§ Lavoro richiesto:
a – Riporti senza modifiche la parte del testo sul recupero della fauna selvatica da "Per quanto concerne" a "in due direzioni.".
b – Stabilisca se le seguenti affermazioni concordano con il testo sul recupero della fauna selvatica. Risponda sì o no e citi alla lettera le parole del testo che decidono.
(i) Nel centro di Vanzago il rapporto tra lavoratori dipendenti e volontari è di circa 2/1.
(ii) Il Wwf riesce a instaurare un rapporto diretto con la comunità locale più facilmente delle associazioni di più piccole dimensioni.
(iii) Nel centro di Vanzago gli animali deceduti sono il 55%.
c – Prosegua il testo sul recupero della fauna selvatica a partire dall'ultima frase riportata.

§ Testo selezionato:
----------------

Tabella 3 - Costi per il recupero della biodiversità presso il Cras WWF di Vanzago
Fonte: nostra elaborazione su dati 2007.
Conclusioni
Dal presente lavoro risulta chiaro e importante il contributo che la pubblica amministrazione, le grosse associazioni ambientaliste e i privati cittadini, in veste di volontari, apportano per il recupero della fauna selvatica in difficoltà. Tuttavia questa situazione presenta aspetti differenti di carattere sia positivo che negativo. Un’associazione come il Wwf che opera a livello globale ha il vantaggio di essere “autorevole”. Svolge, infatti, esperienze simili in tutto il mondo, ha la possibilità di avvalersi di personale specializzato che si occupi a tempo pieno di tematiche ambientali, può contare su una solida organizzazione interna in grado di fornire alla pubblica amministrazione un interlocutore stabile con cui confrontarsi e ha la possibilità di promuovere il dialogo tra i centri di recupero di tutto il mondo. L’aspetto svantaggioso, invece, sta nel fatto che una realtà internazionale di tale portata rispetto ad associazioni di più piccole dimensioni, ma ben radicate sul territorio, fatica maggiormente ad instaurare un rapporto diretto con la comunità locale fonte indispensabile di risorse per i Cras. Per agevolare la comunicazione inter e intra Cras sarebbe auspicabile in primo luogo una maggiore collaborazione tra gli enti facendo riferimento, ad esempio, a un organo superiore, come un consorzio, che ne coordini l'attività e favorisca lo scambio di esperienze a diversi livelli.
Per quanto concerne il contributo dei volontari nella tutela della biodiversità va sottolineata, in un’ottica di analisi economica, la grande importanza che riveste questa voce. La nota dolente dell’attività di volontariato, invece, è rappresentata dal dispiego di forza-lavoro in rapporto ai risultati del recupero. Si è avuto modo di constatare infatti che la buona riuscita del ricovero di un animale è correlata positivamente alla presenza di personale dipendente e qualificato. Nel centro di Vanzago, dove il rapporto lavoratori dipendenti/volontari è di circa 2/1, gli animali deceduti sono il 35% contro il 55% di altre realtà dove la proporzione è inversa. In questo caso si sottolinea la necessità di agire in due direzioni.

----------------

§ Materiale di riferimento:
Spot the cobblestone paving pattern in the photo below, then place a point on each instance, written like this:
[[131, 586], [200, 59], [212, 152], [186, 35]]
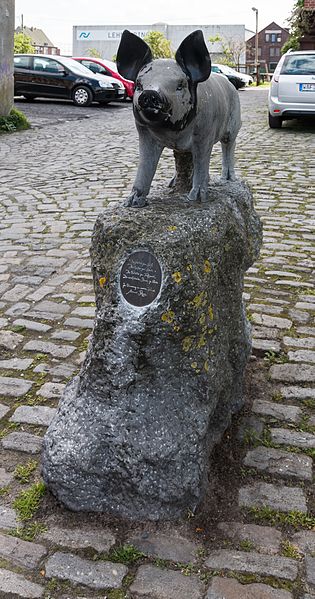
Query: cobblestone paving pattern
[[259, 542]]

----------------

§ Soluzioni proposte:
a –
Per quanto concerne il contributo dei volontari nella tutela della biodiversità va sottolineata, in un’ottica di analisi economica, la grande importanza che riveste questa voce. La nota dolente dell’attività di volontariato, invece, è rappresentata dal dispiego di forza-lavoro in rapporto ai risultati del recupero. Si è avuto modo di constatare infatti che la buona riuscita del ricovero di un animale è correlata positivamente alla presenza di personale dipendente e qualificato. Nel centro di Vanzago, dove il rapporto lavoratori dipendenti/volontari è di circa 2/1, gli animali deceduti sono il 35% contro il 55% di altre realtà dove la proporzione è inversa. In questo caso si sottolinea la necessità di agire in due direzioni.

b –
(i) Sì: "Nel centro di Vanzago, dove il rapporto lavoratori dipendenti/volontari è di circa 2/1".
(ii) No: "fatica maggiormente ad instaurare un rapporto diretto con la comunità locale".
(iii) No: "gli animali deceduti sono il 35% contro il 55% di altre realtà dove la proporzione è inversa".

c –
Da un lato occorre attribuire ai volontari un ruolo strategico in termini di comunicazione con l’esterno: la creazione di nuovi contatti, infatti, può sfociare in collaborazioni, donazioni e può favorire il radicamento nel territorio. Dall’altro, per evitare alcuni effetti negativi legati alla scarsa formazione specifica del personale volontario, potrebbero essere coinvolti maggiormente i tirocinanti universitari dell’area veterinaria e delle produzioni animali, la cui presenza potrebbe fungere altresì da volano per specifiche collaborazioni tra Cras e ricercatori al fine di creare la necessaria sinergia per un approccio multidisciplinare alle diverse problematiche in tema di fauna selvatica.
Riferimenti bibliografici
- Boggia A. Cortina C., Martino G. et al. (2002), Tutela della biodiversità tra affermazione politica e valutazione economica, Franco Angeli, Milano.
- Mariacher A. (2005), Indagine sui centri di recupero per animali selvatici in Italia, Università degli Studi di Padova. (Tesi di laurea)
- Pearce D.W., Turner R.K. (1991), Economia delle risorse naturali e dell’ambiente, Il Mulino, Bologna.
- Terzi E. (2008), La gestione delle risorse per il recupero della fauna selvatica in Lombardia. L’analisi economica del Centro di Recupero per Animali Selvatici WWF di Vanzago, Università degli Studi di Milano. (Tesi di laurea)
- 1. Calcolato in base al costo orario del lavoro svolto dal professionista affiancato durante l’attività di volontariato.
- 2. Stimate moltiplicando i prezzi medi di mercato dei singoli beni per le rispettive quantità donate.
- 3. Tale voce include le spese per le varie utenze, il materiale di cancelleria, l’acquisto di giornali e pubblicazioni periodiche, la piccola ferramenta, ecc.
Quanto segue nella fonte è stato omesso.